» What to work on:
A) Answer these from the burst wave lithotripsy study text:
(i) How many human stones were fragmented, and what size range were they?
(ii) What share of brushite stones still had fragments after 30 minutes?
(iii) Which company licensed the technology from the University of Washington?
B) Pick up the burst wave lithotripsy study text after its last line and continue it.

» Page text:
──────────
In Vitro Evaluation of Urinary Stone Comminution with a Clinical Burst Wave Lithotripsy System

Abstract

Objective: Our goals were to validate stone comminution with an investigational burst wave lithotripsy (BWL) system in patient-relevant conditions and to evaluate the use of ultrasonic propulsion to move a stone or fragments to aid in observing the treatment endpoint. Materials and Methods: The Propulse-1 system, used in clinical trials of ultrasonic propulsion and upgraded for BWL trials, was used to fragment 46 human stones (5-7 mm) in either a 15-mm or 4-mm diameter calix phantom in water at either 50% or 75% dissolved oxygen level. Stones were paired by size and composition, and exposed to 20-cycle, 390-kHz bursts at 6-MPa peak negative pressure (PNP) and 13-Hz pulse repetition frequency (PRF) or 7-MPa PNP and 6.5-Hz PRF. Stones were exposed in 5-minute increments and sieved, with fragments >2 mm weighed and returned for additional treatment. Effectiveness for pairs of conditions was compared statistically within a framework of survival data analysis for interval censored data. Three reviewers blinded to the experimental conditions scored ultrasound imaging videos for degree of fragmentation based on stone response to ultrasonic propulsion. Results: Overall, 89% (41/46) and 70% (32/46) of human stones were fully comminuted within 30 and 10 minutes, respectively. Fragments remained after 30 minutes in 4% (1/28) of calcium oxalate monohydrate stones and 40% (4/10) of brushite stones. There were no statistically significant differences in comminution time between the two output settings (p = 0.44), the two dissolved oxygen levels (p = 0.65), or the two calyx diameters (p = 0.58). Inter-rater correlation on endpoint detection was substantial (Fleiss' kappa = 0.638, p < 0.0001), with individual reviewer sensitivities of 95%, 86%, and 100%. Conclusions: Eighty-nine percent of human stones were comminuted with a clinical BWL system within 30 minutes under conditions intended to reflect conditions in vivo. The results demonstrate the advantage of using ultrasonic propulsion to disperse fragments when making a visual determination of breakage endpoint from the real-time ultrasound image.

Keywords: kidney stones; lithotripsy; ultrasound.

Conflict of interest statement

Maxwell, Cunitz, Dunmire, Bailey, and Sorensen have consulting agreements with and equity in SonoMotion, Inc., which has licensed this technology from the University of Washington.

Figures

FIG. 1.
──────────
» Information provided:

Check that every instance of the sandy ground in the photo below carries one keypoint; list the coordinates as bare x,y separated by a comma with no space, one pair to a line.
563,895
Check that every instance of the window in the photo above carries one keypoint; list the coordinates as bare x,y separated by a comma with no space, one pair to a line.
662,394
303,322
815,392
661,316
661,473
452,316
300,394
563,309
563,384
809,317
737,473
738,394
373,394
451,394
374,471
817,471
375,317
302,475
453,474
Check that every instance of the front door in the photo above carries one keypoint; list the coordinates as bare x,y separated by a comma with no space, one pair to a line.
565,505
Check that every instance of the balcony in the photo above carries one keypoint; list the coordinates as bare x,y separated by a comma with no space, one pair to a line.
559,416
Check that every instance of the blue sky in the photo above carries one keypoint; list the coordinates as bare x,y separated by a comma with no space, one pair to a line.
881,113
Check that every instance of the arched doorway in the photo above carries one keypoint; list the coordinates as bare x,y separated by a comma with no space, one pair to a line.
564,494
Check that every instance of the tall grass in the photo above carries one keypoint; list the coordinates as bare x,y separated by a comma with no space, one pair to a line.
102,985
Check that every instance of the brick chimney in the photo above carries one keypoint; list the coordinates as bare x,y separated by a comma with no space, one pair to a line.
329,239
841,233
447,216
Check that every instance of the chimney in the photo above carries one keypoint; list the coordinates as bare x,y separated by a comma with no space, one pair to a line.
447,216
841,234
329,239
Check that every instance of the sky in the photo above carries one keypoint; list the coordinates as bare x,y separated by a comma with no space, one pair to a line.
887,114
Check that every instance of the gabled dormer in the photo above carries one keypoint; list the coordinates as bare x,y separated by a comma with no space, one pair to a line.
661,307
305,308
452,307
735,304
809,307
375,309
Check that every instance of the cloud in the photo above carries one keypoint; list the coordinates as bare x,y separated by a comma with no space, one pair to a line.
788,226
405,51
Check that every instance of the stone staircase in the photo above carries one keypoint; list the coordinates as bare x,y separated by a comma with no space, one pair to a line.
──────────
» Responses:
A)
(i) 46 human stones, 5-7 mm in size.
(ii) 40% (4/10).
(iii) SonoMotion, Inc.

B)
Experimental arrangement. The stone was enclosed in a water-filled cavity within a tissue mimicking phantom submerged in a water bath. The BWL and ultrasonic propulsion ultrasound bursts were applied from a transducer positioned above the phantom. The real-time ultrasound image of the transducer was recorded to video. The “x” indicates the focus on the transducer. BWL = burst wave lithotripsy.

FIG. 2.

Comminution effectiveness of the two BWL output settings. On average the remaining stone mass >2 mm fell from 100% at the start to 21% at 10 minutes and 8% after 30 minutes. Seventy percent of stones were fully comminuted within 10 minutes, and 89% of stones were fully comminuted with 30 minutes. There was no statistical difference between the two settings (p = 0.44); both fragmented the stones effectively. The error bars represent the standard error. n = 23 for each setting.

FIG. 3.

BWL comminution effectiveness across different stone compositions. The majority of human stones, including apatite (n = 2), struvite (n = 6), and COM (n = 28), were fully comminuted within 10 minutes. Four of 10 brushite stones were more resistant to comminution. COM = calcium oxalate monohydrate.

FIG. 4.

BWL stone comminution effectiveness vs time for two different dissolved oxygen levels. No statistical difference was seen between the two different dissolved oxygen levels (p = 0.65). This comparison was conducted with brushite stones. The results are not changed when the two COM stones broken in the high gas content are included.

FIG. 5.

BWL stone comminution effectiveness vs time for two different containment (fluid) volumes. No statistical difference was seen between the two different containment volumes (p = 0.58). This comparison was conducted with COM stones.

FIG. 6.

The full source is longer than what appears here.